### Work to be completed
Convert the data below into a numbered list with one line per item, leaving out any blank lines.

━━━━

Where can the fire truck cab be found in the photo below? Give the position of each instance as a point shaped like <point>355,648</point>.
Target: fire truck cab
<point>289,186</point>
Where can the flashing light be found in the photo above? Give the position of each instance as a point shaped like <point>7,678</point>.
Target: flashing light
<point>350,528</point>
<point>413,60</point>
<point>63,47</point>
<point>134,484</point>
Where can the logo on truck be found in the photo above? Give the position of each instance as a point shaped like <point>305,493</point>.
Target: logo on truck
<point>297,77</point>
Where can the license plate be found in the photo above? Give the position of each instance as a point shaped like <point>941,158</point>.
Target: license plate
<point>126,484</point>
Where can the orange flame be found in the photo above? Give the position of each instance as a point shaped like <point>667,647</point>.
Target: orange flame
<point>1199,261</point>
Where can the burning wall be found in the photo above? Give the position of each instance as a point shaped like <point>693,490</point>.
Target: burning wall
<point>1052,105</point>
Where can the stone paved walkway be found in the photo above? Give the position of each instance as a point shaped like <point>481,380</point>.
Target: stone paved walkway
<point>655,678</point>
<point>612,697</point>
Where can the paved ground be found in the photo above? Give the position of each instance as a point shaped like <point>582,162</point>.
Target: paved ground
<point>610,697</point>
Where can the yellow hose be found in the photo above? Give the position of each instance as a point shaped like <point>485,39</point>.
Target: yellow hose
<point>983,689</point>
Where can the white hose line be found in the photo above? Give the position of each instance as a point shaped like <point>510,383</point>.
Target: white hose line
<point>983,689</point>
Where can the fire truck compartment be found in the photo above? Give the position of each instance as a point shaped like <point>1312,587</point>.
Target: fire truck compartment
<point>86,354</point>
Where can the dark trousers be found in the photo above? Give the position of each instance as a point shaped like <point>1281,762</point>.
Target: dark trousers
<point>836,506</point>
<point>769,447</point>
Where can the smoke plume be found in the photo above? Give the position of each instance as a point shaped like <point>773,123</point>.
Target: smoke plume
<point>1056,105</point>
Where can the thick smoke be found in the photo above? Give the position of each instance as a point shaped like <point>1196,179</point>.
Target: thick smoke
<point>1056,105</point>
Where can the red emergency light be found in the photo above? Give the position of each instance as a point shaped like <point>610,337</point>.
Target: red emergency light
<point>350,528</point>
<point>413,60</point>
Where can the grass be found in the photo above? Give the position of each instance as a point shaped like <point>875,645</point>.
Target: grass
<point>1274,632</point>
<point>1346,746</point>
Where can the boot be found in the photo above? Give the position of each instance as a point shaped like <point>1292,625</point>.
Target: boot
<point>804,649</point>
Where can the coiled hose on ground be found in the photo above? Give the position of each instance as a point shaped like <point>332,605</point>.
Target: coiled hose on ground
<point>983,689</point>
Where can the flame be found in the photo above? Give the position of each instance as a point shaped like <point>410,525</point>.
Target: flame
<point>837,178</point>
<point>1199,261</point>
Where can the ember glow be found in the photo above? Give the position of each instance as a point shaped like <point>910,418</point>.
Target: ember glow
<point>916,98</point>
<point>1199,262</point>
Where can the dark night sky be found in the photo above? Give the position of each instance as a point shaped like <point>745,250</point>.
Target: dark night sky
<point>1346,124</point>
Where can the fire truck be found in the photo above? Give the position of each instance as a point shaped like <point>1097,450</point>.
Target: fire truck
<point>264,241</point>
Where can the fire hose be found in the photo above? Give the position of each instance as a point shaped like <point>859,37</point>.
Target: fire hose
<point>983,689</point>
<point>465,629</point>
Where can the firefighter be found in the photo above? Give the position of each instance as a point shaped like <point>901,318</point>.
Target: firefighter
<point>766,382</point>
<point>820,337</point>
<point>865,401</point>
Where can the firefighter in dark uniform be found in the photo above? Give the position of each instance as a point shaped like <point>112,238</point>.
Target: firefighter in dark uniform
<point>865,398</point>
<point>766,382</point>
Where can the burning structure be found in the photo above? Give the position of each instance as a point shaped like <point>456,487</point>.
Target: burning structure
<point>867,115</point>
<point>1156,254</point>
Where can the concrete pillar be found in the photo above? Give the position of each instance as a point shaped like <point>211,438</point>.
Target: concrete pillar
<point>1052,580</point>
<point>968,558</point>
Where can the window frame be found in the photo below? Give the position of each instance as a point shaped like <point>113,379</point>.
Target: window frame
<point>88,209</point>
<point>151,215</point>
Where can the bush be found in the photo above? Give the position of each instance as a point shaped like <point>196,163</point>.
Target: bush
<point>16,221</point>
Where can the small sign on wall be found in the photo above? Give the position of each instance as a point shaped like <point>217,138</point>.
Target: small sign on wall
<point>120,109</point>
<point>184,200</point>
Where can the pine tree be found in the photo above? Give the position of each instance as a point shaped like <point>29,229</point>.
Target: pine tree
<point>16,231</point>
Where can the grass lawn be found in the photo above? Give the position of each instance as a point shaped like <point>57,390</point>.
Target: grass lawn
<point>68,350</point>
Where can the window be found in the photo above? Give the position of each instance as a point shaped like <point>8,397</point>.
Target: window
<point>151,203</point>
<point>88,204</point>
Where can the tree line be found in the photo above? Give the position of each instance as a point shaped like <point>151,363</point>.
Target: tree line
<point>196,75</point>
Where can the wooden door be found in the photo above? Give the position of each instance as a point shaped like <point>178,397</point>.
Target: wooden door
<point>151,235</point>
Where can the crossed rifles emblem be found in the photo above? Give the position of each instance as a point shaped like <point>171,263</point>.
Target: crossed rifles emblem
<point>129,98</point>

━━━━

### Response to this task
1. Where can the fire truck cab be found in the photo below? Give the position of each instance as a point shaped like <point>355,648</point>.
2. Target: fire truck cab
3. <point>289,186</point>
4. Where can the flashing light be found in the photo above? Give the position of each instance as a point shaped like <point>7,678</point>.
5. Target: flashing light
6. <point>350,528</point>
7. <point>413,60</point>
8. <point>63,47</point>
9. <point>134,484</point>
10. Where can the logo on truck be found in the photo above? Give the position of each instance as a point shaped like <point>305,493</point>.
11. Target: logo on truck
12. <point>297,77</point>
13. Where can the license plate be found in the photo above? Give the position of each instance as a point shaped like <point>941,158</point>.
14. Target: license plate
15. <point>126,484</point>
16. Where can the orange flame be found in the photo above? Give the position of each instance as a point shaped like <point>667,647</point>.
17. Target: orange flame
18. <point>1199,261</point>
19. Where can the burning wall be found in the photo above? Give the position of each instance as a point shaped like <point>693,490</point>.
20. Target: burning wall
21. <point>1052,105</point>
22. Where can the stone paved walkway be found in the photo above? Give the position of each instance as a point shaped like <point>481,380</point>.
23. Target: stone paved walkway
24. <point>655,678</point>
25. <point>612,697</point>
26. Where can the paved ground be found in the photo above? Give the position of each instance as a point shaped like <point>582,162</point>.
27. Target: paved ground
28. <point>610,697</point>
29. Where can the yellow hose be found in the photo above? Give the position of each instance as a point shaped like <point>485,39</point>.
30. Target: yellow hose
31. <point>983,689</point>
32. Where can the white hose line be found in the photo above? Give the position of each instance as a point shaped like <point>510,383</point>.
33. Target: white hose line
34. <point>983,689</point>
35. Where can the fire truck compartment be found in the photo above? Give the position of each instance as a point shaped like <point>1312,587</point>.
36. Target: fire truck compartment
37. <point>86,354</point>
38. Where can the dark trousers be found in the photo above? Give the position of each instance as a point shaped like <point>1281,762</point>.
39. Target: dark trousers
40. <point>836,506</point>
41. <point>769,447</point>
42. Where can the smoke plume be found in the photo above? Give the position of each instance as a point shaped like <point>773,123</point>.
43. Target: smoke plume
44. <point>1056,105</point>
45. Where can the thick smoke be found in the photo above? Give the position of each instance as a point shaped like <point>1196,179</point>.
46. Target: thick smoke
47. <point>1056,105</point>
48. Where can the red emergency light be found in the photo above? Give the position of each instance as a point shaped like <point>610,337</point>.
49. Target: red emergency light
50. <point>350,528</point>
51. <point>413,60</point>
52. Where can the grass be found in the photo above? Give the position of each instance as a point shaped like <point>875,645</point>.
53. Target: grass
54. <point>1274,632</point>
55. <point>1346,746</point>
56. Where can the boot be found in the photo above? Give the position of each instance as a point shaped like <point>1292,625</point>.
57. Target: boot
58. <point>804,649</point>
59. Where can the coiled hose on ground be found in the photo above? Give the position of each instance as a point shaped like <point>332,605</point>.
60. Target: coiled hose on ground
61. <point>983,689</point>
62. Where can the flame be found in the photo above? Give the position of each instance as a point shaped like <point>410,525</point>.
63. Target: flame
64. <point>837,178</point>
65. <point>1199,261</point>
66. Where can the ember glow be found in the photo above? Give the position of each instance as a point shaped like <point>910,418</point>.
67. Target: ember glow
68. <point>916,98</point>
69. <point>1199,262</point>
70. Where can the dark night sky be found in the photo above? Give the position of each instance as a point shaped like <point>745,250</point>.
71. Target: dark night sky
72. <point>1346,124</point>
73. Where can the fire truck be found in the photo above? Give the position of each instance as a point shaped like <point>1097,450</point>.
74. Target: fire truck
75. <point>264,241</point>
76. Where can the fire hose be found in the photo above? Give the position of each instance as a point shaped like <point>859,37</point>.
77. Target: fire hose
78. <point>983,689</point>
79. <point>465,629</point>
80. Where can the firefighter be found in the photo above? Give the position of each instance as a point shaped like <point>901,318</point>.
81. Target: firefighter
82. <point>766,382</point>
83. <point>820,337</point>
84. <point>865,401</point>
85. Where can the firefighter in dark uniform be found in the photo above? Give the position of each instance as a point shaped like <point>112,238</point>.
86. Target: firefighter in dark uniform
87. <point>865,398</point>
88. <point>766,382</point>
89. Where can the burning structure be found in the photo above? Give the position of each instance as a point shaped like <point>456,487</point>.
90. Target: burning structure
91. <point>867,115</point>
92. <point>1156,254</point>
93. Where can the concrete pillar be found in the photo above? Give the position of each instance as a point shaped like <point>211,438</point>.
94. Target: concrete pillar
95. <point>1052,580</point>
96. <point>968,558</point>
97. Where can the window frame be found in the photo below? Give the position of each instance as a point shaped like <point>113,379</point>.
98. Target: window frame
99. <point>88,209</point>
100. <point>151,215</point>
101. Where can the bush be found in the photo above? Give the position of each instance as a point shaped like <point>196,163</point>.
102. Target: bush
103. <point>16,221</point>
104. Where can the small sign on wall be found in the photo above? Give the position of each instance as a point shaped like <point>217,138</point>.
105. Target: small sign on wall
106. <point>120,109</point>
107. <point>184,200</point>
108. Where can the pine tree be found in the photo above? Give the position of each instance as a point shaped like <point>29,229</point>.
109. Target: pine tree
110. <point>16,231</point>
111. Where can the grass lawn be found in the photo above? Give the position of each instance as a point shaped like <point>57,390</point>.
112. Target: grass lawn
113. <point>68,350</point>
114. Where can the window be found in the photo above? Give the position of each instance as a point shaped like <point>8,397</point>.
115. Target: window
116. <point>151,203</point>
117. <point>88,204</point>
118. Where can the tree line be found in the photo above? Give the position of each instance as a point shaped like <point>151,363</point>.
119. Target: tree line
120. <point>196,75</point>
121. Where can the wooden door be found in the photo above? Give the position of each instance as a point shaped like <point>178,397</point>.
122. Target: wooden door
123. <point>151,235</point>
124. Where can the crossed rifles emblem be found in the photo above? Give the position of each instance as a point shaped like <point>171,263</point>.
125. Target: crossed rifles emblem
126. <point>129,98</point>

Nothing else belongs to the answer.